Description of the task - Pick up the forum thread about reading ImageMagick identify output in PHP and carry it on from the point where it stops.

Page -
How do I do this in PHP?

Discussion in 'Programming/Scripts' started by edge, Jun 21, 2006.

  1. edge

    edge Active Member Moderator

    I would like to use ImageMagick's identify within PHP to identify an image!

    Problem (for me as I'm new to PHP), is how do I return the result(s) that are in an Array?

    When I run identify /var/www/web1/web/tmp/upload/test.jpg from a SSH session I get this: JPEG 90x69 DirectClass 2kb 0.000u 0:01

    All I need the PHP code to returm is the JPEG

    This is what I have as PHP code till now.

    exec("identify /var/www/web1/web/tmp/upload/test.jpg");
    // the data returned is in an Array.
    // How do I show the value(s) from the Array?
  2. sjau

    sjau Local Meanie Moderator

    In your example it seems that JPEG is the first array element so you it is $result[0].

[Pointing records]

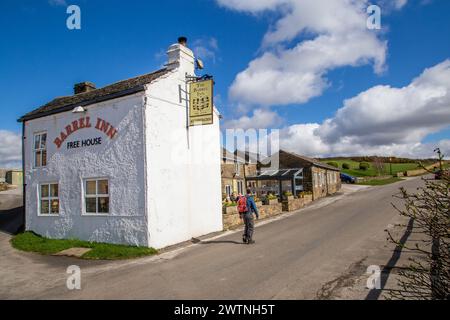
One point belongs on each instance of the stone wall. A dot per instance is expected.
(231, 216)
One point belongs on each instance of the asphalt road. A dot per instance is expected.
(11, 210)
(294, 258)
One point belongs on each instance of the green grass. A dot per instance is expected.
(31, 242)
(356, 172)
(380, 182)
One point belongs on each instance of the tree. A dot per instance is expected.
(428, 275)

---

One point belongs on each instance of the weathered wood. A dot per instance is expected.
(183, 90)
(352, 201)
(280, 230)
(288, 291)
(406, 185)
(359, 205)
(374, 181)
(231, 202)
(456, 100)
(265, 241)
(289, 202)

The output -
    Here's another neat little function that lets you display (multi-)dimensional arrays quite easily:

    So you could build a script like this:

  3. edge

    edge Active Member Moderator

    Thank you... The code looks nice :)

    I was just reading about the explode option in PHP, so I made this code;

    $str=exec("identify /var/www/web1/web/tmp/upload/test.jpg");
    $pieces = explode(" ", $str);
    echo $pieces[0]; // 1st value
    echo "<br>";
    echo $pieces[1]; // 2nd value
  4. sjau

    sjau Local Meanie Moderator

    well, if the exec functions returns an array then there is no need for exploding ^^
  5. edge

    edge Active Member Moderator

    But the array returned for: identify /var/www/web1/web/tmp/upload/test.jpg

    looks like this: /var/www/web1/web/tmp/upload/test.jpg JPEG 125x164 DirectClass 8kb 0.000u 0:01

    I only need the JPEG

    With the explode function I'm breaking the array at every 'space' it finds in the array.

    I guess I called it an Array, but it's not..?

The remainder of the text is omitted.